#### Supplied information:
##############################

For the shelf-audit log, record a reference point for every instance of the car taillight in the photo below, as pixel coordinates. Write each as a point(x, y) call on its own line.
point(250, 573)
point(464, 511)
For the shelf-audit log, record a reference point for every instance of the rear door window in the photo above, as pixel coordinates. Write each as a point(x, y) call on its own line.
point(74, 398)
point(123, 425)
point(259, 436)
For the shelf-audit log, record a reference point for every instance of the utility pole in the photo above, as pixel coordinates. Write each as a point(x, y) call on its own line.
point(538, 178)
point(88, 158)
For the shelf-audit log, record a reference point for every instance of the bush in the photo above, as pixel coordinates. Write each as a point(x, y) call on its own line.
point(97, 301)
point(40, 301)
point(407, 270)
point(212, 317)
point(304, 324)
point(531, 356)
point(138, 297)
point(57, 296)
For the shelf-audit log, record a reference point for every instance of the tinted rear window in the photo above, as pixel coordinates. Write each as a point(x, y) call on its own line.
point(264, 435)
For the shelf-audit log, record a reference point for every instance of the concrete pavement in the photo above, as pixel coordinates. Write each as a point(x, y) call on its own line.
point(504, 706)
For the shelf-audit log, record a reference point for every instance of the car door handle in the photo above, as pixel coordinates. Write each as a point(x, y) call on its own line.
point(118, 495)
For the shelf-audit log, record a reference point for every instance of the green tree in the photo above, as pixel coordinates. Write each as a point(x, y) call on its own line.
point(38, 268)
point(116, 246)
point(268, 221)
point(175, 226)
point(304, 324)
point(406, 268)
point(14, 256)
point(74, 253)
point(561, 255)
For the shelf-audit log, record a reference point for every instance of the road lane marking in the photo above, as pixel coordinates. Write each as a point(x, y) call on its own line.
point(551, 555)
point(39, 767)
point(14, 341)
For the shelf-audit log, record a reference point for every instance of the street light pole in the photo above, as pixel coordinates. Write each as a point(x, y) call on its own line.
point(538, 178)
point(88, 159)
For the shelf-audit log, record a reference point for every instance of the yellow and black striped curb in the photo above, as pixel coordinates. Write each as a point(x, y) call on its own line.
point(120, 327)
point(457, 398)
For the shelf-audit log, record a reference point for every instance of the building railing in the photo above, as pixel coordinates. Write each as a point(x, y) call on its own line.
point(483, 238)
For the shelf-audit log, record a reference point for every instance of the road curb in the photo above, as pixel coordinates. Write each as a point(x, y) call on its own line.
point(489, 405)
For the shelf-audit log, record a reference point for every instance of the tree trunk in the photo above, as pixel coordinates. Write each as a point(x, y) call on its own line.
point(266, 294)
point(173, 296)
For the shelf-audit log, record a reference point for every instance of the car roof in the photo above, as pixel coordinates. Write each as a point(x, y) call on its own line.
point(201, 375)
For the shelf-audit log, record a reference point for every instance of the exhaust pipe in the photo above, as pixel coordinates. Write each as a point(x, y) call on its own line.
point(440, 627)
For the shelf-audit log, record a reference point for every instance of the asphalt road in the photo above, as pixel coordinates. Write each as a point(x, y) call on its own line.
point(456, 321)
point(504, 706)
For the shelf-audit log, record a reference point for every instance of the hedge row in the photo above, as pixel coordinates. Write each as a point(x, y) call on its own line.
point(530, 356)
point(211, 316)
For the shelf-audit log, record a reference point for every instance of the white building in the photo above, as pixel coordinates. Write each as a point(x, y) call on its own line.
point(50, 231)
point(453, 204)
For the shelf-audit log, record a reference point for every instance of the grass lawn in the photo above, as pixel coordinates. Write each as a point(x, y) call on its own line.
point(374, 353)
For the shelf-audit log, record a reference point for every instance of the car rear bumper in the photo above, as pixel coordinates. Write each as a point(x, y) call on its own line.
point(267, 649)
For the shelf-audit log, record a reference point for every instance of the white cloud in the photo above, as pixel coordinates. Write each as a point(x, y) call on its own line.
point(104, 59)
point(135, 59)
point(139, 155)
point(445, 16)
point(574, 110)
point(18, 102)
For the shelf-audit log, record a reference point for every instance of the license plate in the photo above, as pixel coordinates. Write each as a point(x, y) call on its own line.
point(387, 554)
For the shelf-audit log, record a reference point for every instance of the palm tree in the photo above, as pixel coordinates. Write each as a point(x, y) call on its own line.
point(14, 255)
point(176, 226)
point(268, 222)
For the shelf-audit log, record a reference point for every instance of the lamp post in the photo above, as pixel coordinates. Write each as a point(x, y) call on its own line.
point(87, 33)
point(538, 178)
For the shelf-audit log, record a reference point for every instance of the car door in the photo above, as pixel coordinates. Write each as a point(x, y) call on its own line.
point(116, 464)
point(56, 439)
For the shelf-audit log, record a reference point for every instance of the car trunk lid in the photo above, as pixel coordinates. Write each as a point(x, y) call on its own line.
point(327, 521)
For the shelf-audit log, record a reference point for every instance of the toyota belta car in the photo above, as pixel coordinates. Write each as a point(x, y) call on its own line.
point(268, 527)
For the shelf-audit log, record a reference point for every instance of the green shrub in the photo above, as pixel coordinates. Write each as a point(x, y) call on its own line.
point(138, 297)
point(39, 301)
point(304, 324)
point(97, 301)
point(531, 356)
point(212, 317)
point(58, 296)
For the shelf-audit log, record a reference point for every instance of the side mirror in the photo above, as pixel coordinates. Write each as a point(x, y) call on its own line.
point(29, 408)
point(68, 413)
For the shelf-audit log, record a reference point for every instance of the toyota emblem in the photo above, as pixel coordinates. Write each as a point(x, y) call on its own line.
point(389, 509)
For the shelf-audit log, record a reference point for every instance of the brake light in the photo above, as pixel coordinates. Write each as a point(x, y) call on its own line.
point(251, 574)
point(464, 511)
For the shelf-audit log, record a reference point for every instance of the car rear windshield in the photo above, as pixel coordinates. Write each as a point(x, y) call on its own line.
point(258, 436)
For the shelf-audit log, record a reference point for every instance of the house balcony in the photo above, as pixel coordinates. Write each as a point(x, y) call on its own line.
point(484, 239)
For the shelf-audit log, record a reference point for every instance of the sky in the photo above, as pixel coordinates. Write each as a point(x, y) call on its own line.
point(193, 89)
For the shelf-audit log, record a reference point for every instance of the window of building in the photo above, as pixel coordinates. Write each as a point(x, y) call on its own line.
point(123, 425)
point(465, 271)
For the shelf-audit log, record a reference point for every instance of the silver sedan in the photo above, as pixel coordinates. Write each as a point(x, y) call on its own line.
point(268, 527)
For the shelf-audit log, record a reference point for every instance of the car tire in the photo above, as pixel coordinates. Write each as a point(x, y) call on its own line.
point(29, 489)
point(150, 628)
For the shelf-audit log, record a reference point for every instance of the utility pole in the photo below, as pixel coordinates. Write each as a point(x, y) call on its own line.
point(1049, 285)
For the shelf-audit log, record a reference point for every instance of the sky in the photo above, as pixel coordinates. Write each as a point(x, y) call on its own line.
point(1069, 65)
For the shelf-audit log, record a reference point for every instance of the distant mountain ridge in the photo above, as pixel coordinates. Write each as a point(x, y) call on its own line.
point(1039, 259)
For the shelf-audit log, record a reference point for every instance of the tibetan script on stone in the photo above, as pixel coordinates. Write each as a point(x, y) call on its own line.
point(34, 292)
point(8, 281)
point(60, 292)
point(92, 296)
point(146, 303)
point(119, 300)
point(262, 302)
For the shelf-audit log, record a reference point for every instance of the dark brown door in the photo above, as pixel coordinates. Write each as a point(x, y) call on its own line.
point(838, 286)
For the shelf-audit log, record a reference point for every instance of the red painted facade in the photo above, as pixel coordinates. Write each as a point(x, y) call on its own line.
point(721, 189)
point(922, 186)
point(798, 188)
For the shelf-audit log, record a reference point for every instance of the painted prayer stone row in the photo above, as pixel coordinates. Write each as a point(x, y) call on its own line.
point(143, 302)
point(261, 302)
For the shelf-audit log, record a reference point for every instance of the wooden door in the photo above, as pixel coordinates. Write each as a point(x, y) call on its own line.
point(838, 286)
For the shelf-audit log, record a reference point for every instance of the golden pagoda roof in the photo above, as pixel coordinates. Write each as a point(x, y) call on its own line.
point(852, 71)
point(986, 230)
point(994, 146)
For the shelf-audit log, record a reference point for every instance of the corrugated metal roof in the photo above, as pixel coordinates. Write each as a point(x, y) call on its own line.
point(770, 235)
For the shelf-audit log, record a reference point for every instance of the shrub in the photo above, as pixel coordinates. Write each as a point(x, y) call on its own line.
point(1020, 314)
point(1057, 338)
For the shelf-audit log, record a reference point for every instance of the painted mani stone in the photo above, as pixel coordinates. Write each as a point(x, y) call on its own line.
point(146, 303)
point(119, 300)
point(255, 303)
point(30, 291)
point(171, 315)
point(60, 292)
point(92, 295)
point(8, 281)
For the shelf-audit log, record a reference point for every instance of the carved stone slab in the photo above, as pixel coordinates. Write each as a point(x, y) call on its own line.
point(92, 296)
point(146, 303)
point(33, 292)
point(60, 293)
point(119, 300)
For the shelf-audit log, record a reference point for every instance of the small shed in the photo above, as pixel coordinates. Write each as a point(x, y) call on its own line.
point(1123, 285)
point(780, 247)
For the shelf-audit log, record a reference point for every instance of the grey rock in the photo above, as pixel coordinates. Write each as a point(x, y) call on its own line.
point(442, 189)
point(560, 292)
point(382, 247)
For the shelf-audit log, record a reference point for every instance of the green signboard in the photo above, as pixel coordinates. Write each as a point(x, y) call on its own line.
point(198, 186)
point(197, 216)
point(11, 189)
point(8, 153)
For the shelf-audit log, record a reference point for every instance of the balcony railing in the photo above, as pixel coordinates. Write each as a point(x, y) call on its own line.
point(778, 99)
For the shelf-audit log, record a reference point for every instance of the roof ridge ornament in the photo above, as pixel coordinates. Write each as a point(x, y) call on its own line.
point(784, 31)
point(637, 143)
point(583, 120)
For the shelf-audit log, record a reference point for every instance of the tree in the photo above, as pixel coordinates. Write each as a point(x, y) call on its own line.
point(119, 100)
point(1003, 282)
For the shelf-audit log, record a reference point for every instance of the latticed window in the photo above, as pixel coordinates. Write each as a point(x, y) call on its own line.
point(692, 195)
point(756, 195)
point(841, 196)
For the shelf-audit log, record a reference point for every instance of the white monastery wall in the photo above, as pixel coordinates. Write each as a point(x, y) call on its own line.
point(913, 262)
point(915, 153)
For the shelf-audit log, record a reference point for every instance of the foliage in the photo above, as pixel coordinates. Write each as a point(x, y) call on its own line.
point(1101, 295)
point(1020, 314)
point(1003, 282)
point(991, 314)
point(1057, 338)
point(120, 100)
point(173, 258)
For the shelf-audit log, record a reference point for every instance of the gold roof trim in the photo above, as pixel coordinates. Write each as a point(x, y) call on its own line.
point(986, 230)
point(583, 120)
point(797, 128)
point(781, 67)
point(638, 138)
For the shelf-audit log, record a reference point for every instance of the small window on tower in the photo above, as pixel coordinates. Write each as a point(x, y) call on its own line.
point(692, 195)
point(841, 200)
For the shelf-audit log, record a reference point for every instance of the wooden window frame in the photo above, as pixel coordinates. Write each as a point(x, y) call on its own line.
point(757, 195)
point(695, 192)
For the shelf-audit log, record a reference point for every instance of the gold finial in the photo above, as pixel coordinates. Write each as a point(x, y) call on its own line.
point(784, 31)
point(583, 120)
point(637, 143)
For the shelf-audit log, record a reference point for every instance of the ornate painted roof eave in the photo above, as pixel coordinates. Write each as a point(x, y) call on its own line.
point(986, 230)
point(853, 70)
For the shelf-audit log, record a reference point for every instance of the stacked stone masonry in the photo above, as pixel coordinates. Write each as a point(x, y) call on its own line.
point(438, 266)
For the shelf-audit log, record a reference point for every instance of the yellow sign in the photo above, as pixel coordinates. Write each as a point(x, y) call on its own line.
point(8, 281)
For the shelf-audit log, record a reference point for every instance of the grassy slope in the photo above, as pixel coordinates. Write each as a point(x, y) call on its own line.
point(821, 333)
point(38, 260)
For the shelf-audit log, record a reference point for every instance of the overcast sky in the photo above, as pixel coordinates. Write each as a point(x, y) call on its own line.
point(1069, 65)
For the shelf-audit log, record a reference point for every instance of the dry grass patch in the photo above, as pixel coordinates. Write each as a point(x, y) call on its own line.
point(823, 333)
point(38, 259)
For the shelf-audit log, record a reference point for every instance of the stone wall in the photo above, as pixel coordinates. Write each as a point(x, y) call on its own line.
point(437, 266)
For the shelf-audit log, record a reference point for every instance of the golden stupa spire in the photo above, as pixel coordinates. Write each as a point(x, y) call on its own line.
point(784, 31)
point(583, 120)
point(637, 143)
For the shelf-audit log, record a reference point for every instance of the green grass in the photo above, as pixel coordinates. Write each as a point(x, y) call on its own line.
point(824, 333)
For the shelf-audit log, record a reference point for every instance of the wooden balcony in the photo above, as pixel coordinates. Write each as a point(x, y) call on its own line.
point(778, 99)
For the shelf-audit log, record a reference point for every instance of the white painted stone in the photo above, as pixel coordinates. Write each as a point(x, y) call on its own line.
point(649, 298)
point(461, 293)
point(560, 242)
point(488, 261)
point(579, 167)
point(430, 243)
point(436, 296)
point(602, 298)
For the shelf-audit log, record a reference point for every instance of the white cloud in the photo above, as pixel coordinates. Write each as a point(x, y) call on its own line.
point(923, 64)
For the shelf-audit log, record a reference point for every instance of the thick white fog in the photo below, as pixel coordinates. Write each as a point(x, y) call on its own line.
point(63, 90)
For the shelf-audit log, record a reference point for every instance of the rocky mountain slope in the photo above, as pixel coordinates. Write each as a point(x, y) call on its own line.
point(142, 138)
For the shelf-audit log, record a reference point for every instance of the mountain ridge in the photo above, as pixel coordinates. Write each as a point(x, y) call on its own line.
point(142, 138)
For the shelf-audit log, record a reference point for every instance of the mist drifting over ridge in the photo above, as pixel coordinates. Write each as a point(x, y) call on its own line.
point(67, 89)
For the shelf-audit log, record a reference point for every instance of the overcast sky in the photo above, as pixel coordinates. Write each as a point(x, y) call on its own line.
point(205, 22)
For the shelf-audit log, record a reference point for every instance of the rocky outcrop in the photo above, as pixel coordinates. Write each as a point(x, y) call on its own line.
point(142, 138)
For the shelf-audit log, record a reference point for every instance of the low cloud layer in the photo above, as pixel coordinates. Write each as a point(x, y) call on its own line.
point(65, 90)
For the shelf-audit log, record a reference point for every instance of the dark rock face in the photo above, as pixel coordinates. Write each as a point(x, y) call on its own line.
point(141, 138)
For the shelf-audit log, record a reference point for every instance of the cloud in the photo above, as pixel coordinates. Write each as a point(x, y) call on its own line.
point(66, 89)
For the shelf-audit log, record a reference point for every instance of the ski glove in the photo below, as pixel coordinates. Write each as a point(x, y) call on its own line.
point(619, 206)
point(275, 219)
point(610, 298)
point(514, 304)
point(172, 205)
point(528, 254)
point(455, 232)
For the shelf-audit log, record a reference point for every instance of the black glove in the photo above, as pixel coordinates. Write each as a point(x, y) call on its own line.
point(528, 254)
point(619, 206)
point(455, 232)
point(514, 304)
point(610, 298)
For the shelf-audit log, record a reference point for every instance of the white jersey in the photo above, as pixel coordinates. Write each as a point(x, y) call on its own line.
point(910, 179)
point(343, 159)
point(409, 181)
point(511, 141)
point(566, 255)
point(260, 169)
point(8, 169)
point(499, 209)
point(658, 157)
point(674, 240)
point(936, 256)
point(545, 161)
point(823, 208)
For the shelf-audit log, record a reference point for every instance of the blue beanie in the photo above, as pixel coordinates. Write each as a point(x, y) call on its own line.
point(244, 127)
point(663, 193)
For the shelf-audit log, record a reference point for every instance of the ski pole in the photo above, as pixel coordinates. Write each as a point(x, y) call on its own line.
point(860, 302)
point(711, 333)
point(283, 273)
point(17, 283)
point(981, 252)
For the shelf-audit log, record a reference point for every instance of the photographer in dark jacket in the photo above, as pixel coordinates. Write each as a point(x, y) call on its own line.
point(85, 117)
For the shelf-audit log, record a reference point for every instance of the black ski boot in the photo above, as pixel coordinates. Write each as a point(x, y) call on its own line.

##############################

#### Aim:
Return the lines above without any change, starting with the line that contains "the white monastery" and going on through the line that contains "point(695, 192)", with both of those lines included.

#### The answer:
For the shelf-audit log, record a reference point for every instance of the white monastery wall in the photo above, as pixel coordinates. Write each as a point(x, y) call on its own line.
point(913, 262)
point(915, 153)
For the shelf-audit log, record a reference point for every instance of the foliage in the photo above, as pixel coordinates. Write each as a point(x, y) call on its own line.
point(1101, 295)
point(1020, 314)
point(1003, 282)
point(991, 314)
point(1057, 338)
point(120, 100)
point(173, 258)
For the shelf-audit log, record a reference point for every instance of the gold roof trim in the photo above, as pixel coordinates. Write each as a point(x, y) call on its own line.
point(986, 230)
point(583, 120)
point(797, 128)
point(781, 67)
point(638, 138)
For the shelf-audit log, record a reference point for every instance of the small window on tower in the photo above, as pixel coordinates. Write each as a point(x, y) call on its own line.
point(692, 195)
point(841, 200)
For the shelf-audit log, record a reference point for every instance of the wooden window frame in the photo above, as pixel coordinates. Write each as a point(x, y) call on its own line.
point(757, 195)
point(695, 192)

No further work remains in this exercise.